[Problem requirements]:
A faithful, complete transcription of the listing is required.

┄┄┄┄┄┄

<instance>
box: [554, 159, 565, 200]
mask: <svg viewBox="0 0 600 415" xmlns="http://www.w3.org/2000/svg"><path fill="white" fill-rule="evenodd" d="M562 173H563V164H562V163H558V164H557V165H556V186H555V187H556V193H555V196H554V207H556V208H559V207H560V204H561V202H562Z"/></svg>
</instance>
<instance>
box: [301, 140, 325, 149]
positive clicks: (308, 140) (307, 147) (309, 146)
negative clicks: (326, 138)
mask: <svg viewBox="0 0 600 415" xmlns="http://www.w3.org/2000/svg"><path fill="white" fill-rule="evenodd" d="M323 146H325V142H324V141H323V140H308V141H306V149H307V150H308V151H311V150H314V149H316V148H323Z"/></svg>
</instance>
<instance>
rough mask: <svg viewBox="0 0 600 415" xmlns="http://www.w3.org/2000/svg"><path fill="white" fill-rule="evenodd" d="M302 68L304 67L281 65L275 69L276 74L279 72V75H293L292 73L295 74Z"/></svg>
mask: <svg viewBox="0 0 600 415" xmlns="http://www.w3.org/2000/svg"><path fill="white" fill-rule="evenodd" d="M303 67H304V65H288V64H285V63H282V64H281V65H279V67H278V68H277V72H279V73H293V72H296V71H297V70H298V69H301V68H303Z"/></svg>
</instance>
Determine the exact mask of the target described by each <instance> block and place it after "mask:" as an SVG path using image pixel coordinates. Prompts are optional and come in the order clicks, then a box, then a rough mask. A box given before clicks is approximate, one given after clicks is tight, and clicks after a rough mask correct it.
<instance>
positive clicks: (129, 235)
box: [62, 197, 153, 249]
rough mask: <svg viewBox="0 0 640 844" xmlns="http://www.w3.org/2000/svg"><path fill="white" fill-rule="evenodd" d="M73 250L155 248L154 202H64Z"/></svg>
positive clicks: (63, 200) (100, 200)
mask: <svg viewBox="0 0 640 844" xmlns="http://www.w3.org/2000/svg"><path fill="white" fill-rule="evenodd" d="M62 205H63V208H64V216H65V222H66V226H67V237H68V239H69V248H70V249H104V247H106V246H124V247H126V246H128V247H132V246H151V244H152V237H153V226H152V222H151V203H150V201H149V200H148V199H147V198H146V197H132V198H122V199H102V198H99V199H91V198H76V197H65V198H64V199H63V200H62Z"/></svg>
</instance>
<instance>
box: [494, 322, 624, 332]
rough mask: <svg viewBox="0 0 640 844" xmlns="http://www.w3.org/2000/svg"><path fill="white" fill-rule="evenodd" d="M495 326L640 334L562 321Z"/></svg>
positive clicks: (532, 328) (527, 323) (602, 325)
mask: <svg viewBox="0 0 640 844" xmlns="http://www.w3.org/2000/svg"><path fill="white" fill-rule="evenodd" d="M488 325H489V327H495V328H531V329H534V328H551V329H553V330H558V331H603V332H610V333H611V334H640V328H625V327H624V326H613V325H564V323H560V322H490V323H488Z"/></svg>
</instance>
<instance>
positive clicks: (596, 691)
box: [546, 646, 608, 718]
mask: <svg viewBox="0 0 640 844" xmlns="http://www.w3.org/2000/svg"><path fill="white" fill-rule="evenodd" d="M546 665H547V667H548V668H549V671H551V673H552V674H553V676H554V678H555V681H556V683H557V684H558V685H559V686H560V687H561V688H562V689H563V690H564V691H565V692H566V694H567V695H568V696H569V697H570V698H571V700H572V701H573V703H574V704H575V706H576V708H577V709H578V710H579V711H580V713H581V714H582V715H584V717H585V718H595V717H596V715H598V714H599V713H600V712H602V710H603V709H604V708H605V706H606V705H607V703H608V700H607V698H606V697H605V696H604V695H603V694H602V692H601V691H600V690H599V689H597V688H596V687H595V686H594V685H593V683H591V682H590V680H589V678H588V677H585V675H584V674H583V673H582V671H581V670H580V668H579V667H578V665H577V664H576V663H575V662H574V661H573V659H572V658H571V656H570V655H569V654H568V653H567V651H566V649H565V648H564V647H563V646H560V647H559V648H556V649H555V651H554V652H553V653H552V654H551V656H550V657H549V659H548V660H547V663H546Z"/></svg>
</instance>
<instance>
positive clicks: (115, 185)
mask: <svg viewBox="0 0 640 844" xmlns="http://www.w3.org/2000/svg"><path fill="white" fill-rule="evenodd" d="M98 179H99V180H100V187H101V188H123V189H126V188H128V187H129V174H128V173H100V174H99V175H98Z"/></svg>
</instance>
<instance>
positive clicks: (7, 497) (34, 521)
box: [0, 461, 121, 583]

┄┄┄┄┄┄

[Answer to this task]:
<instance>
box: [554, 159, 565, 200]
mask: <svg viewBox="0 0 600 415" xmlns="http://www.w3.org/2000/svg"><path fill="white" fill-rule="evenodd" d="M562 173H563V164H562V163H558V164H557V165H556V186H555V187H556V193H555V196H554V207H556V208H559V207H560V204H561V202H562Z"/></svg>
</instance>
<instance>
box: [301, 140, 325, 149]
positive clicks: (308, 140) (307, 147) (309, 146)
negative clicks: (326, 138)
mask: <svg viewBox="0 0 600 415" xmlns="http://www.w3.org/2000/svg"><path fill="white" fill-rule="evenodd" d="M323 146H325V142H324V141H323V140H308V141H306V149H307V150H308V151H311V150H314V149H316V148H323Z"/></svg>
</instance>
<instance>
rough mask: <svg viewBox="0 0 600 415" xmlns="http://www.w3.org/2000/svg"><path fill="white" fill-rule="evenodd" d="M302 68L304 67L281 65L275 69L276 74L279 72V75H293L292 73L295 74Z"/></svg>
mask: <svg viewBox="0 0 600 415" xmlns="http://www.w3.org/2000/svg"><path fill="white" fill-rule="evenodd" d="M303 67H304V65H288V64H285V63H282V64H281V65H279V67H278V68H277V72H279V73H293V72H296V71H297V70H298V69H301V68H303Z"/></svg>
</instance>
Determine the exact mask of the target described by each <instance> block and place it after "mask:" as an SVG path using image pixel coordinates. Prompts are optional and come in the order clicks, then a box, then a rough mask. A box given before clicks is approximate, one given after clicks is tight, and clicks after a rough mask correct it.
<instance>
positive clicks: (129, 235)
box: [62, 197, 153, 249]
rough mask: <svg viewBox="0 0 640 844" xmlns="http://www.w3.org/2000/svg"><path fill="white" fill-rule="evenodd" d="M73 250L155 248L154 202H64Z"/></svg>
positive clicks: (63, 200) (100, 200)
mask: <svg viewBox="0 0 640 844" xmlns="http://www.w3.org/2000/svg"><path fill="white" fill-rule="evenodd" d="M62 205H63V208H64V216H65V222H66V226H67V237H68V239H69V248H70V249H104V247H106V246H124V247H126V246H128V247H132V246H151V244H152V237H153V226H152V222H151V203H150V201H149V200H148V199H147V198H146V197H132V198H122V199H102V198H99V199H91V198H76V197H65V198H64V199H63V200H62Z"/></svg>
</instance>
<instance>
box: [494, 322, 624, 332]
rough mask: <svg viewBox="0 0 640 844" xmlns="http://www.w3.org/2000/svg"><path fill="white" fill-rule="evenodd" d="M495 326L640 334L562 321Z"/></svg>
positive clicks: (532, 328) (527, 323) (602, 325)
mask: <svg viewBox="0 0 640 844" xmlns="http://www.w3.org/2000/svg"><path fill="white" fill-rule="evenodd" d="M488 325H489V327H495V328H531V329H534V328H551V329H553V330H558V331H603V332H610V333H611V334H640V328H625V327H624V326H613V325H564V323H560V322H490V323H488Z"/></svg>
</instance>
<instance>
positive clicks: (596, 691)
box: [546, 646, 608, 718]
mask: <svg viewBox="0 0 640 844" xmlns="http://www.w3.org/2000/svg"><path fill="white" fill-rule="evenodd" d="M546 665H547V667H548V668H549V671H551V673H552V674H553V676H554V678H555V681H556V683H557V684H558V685H559V686H560V687H561V688H562V689H563V690H564V691H565V692H566V694H567V695H568V696H569V697H570V698H571V700H572V701H573V703H574V704H575V706H576V708H577V709H578V710H579V711H580V713H581V714H582V715H584V717H585V718H595V717H596V715H598V714H599V713H600V712H602V710H603V709H604V708H605V706H606V705H607V703H608V700H607V698H606V697H605V696H604V695H603V694H602V692H601V691H600V690H599V689H597V688H596V687H595V686H594V685H593V683H591V682H590V680H589V678H588V677H585V675H584V674H583V673H582V671H581V670H580V668H579V667H578V665H577V664H576V663H575V662H574V661H573V659H572V658H571V656H570V655H569V654H568V653H567V651H566V649H565V648H564V647H563V646H560V647H559V648H556V649H555V651H554V652H553V653H552V654H551V656H550V657H549V659H548V660H547V663H546Z"/></svg>
</instance>
<instance>
positive clicks: (115, 185)
mask: <svg viewBox="0 0 640 844" xmlns="http://www.w3.org/2000/svg"><path fill="white" fill-rule="evenodd" d="M98 179H99V180H100V187H101V188H123V189H126V188H128V187H129V174H128V173H100V174H99V175H98Z"/></svg>
</instance>
<instance>
positive clicks: (7, 497) (34, 521)
box: [0, 461, 121, 583]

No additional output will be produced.